* [Exercise text]
# # # # #

Penn had until Monday to give official feedback to the White House, and the colleges had until Nov. 21 to decide whether to sign it.
It is not clear whether the decision will jeopardize Penn’s federal funding.
“Institutions of higher education are free to develop models and values other than [those in the compact], if the institution elects to forego federal benefits,” the compact states.
The university, which receives about $1 billion in federal funds, already stands to lose about $250 million if Trump’s cap on indirect cost reimbursement from the National Institutes of Health, currently the subject of litigation, is allowed to proceed.
Reactions to Penn’s decision
Penn’s announcement was applauded locally.
Gov. Josh Shapiro, a Democrat, called it “the right decision” and said he had been “engaged closely with university leaders on it.”
“I was adamant that the independence of our higher education institutions — institutions like Penn that have made groundbreaking and lifesaving research breakthroughs, and educated business, nonprofit, and government leaders with the ability to think critically and discern fact from fiction — is of the utmost importance," Shapiro said in a statement.
Penn was right to reject “the Trump Administration’s attempts to dictate what private colleges and universities teach and use the long arm of the federal government to censor ideas with which they disagree,” the statement read.

# # # # #

* [Provided material]

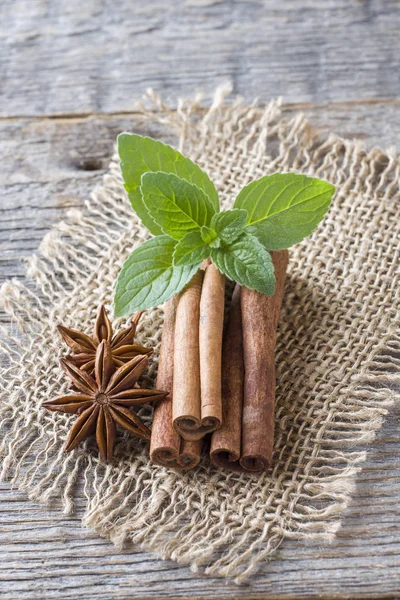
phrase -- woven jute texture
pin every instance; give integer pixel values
(336, 363)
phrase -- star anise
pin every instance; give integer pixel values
(103, 402)
(84, 347)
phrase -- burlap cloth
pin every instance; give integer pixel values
(335, 363)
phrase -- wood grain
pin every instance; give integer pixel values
(69, 73)
(75, 57)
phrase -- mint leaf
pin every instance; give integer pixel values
(229, 225)
(176, 205)
(139, 155)
(210, 237)
(148, 277)
(191, 250)
(247, 262)
(284, 208)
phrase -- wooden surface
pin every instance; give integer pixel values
(69, 74)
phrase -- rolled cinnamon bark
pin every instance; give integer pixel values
(260, 315)
(186, 405)
(211, 327)
(226, 442)
(197, 405)
(244, 442)
(167, 448)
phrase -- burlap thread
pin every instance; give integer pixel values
(336, 351)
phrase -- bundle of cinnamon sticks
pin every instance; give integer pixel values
(219, 382)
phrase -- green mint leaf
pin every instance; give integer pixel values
(248, 263)
(149, 278)
(139, 155)
(229, 225)
(210, 237)
(191, 250)
(284, 208)
(176, 205)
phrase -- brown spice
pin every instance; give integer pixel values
(104, 401)
(167, 448)
(245, 441)
(84, 347)
(226, 442)
(260, 315)
(197, 404)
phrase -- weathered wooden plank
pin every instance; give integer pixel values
(83, 57)
(50, 165)
(43, 554)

# # # # #

* [Task instructions]
Transcribe the passage of the text on Penn's decision, starting with "It is not clear" and going on through "allowed to proceed.".

* [Answer to this exercise]
It is not clear whether the decision will jeopardize Penn’s federal funding.
“Institutions of higher education are free to develop models and values other than [those in the compact], if the institution elects to forego federal benefits,” the compact states.
The university, which receives about $1 billion in federal funds, already stands to lose about $250 million if Trump’s cap on indirect cost reimbursement from the National Institutes of Health, currently the subject of litigation, is allowed to proceed.